• [EXERCISE TASKS]:
1 - Decide whether each statement agrees with the Kronenbourg text, answering yes or no and quoting the words that settle it: (a) Scottish & Newcastle acquired Kronenbourg in 2001; (b) Kronenbourg's UK brewery is based in London; (c) the change of UK license in 2023 brought the ABV of Kronenbourg 1664 down to 4.6%.
2 - Reproduce the Kronenbourg text word for word, everything from "During 2004–2005, Kronenbourg" down to "Scottish & Newcastle.".

• [PAGE EXCERPT]:

════

In 2001, brewing company Scottish & Newcastle acquired Kronenbourg for £1.7 billion.

During 2004–2005, Kronenbourg 1664 won an award at the International Brewing Awards for the first time. It finished first in Class 2: 4.6–6.9% ABV category.

In 2008, Heineken purchased the licence to produce Kronenbourg 1664 in the UK from Scottish & Newcastle.

In 2023, Heineken's license to produce Kronenbourg 1664 in UK, was purchased by The Carlsberg Group, in doing so the ABV% was reduced from 5% to 4.6% with new marketing and labelling following suit in 2024 once the transition was complete.

== Production ==
Kronenbourg has breweries in the UK, France and Australia. Their UK brewery is based in Manchester and had a £50 million investment to improve its facilities and production.

The Carlsberg Group officially owns and brews Kronenbourg globally, including in the UK as of 2023 onwards.

Kronenbourg is available in the UK on draught and in several packed sizes including 275ml bottles, 660ml bottles, 568ml and 440ml cans.

════

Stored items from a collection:
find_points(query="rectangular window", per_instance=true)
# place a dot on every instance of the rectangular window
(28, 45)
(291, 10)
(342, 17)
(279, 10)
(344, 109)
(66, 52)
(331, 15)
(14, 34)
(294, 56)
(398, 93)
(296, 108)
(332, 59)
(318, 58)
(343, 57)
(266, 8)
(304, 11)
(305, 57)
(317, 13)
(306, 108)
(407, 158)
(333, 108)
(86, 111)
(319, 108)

════

• [ANSWERS FOR THE TASKS]:
1 -
(a) Yes: "In 2001, brewing company Scottish & Newcastle acquired Kronenbourg for £1.7 billion."
(b) No: "Their UK brewery is based in Manchester"
(c) Yes: "the ABV% was reduced from 5% to 4.6%"

2 -
During 2004–2005, Kronenbourg 1664 won an award at the International Brewing Awards for the first time. It finished first in Class 2: 4.6–6.9% ABV category.

In 2008, Heineken purchased the licence to produce Kronenbourg 1664 in the UK from Scottish & Newcastle.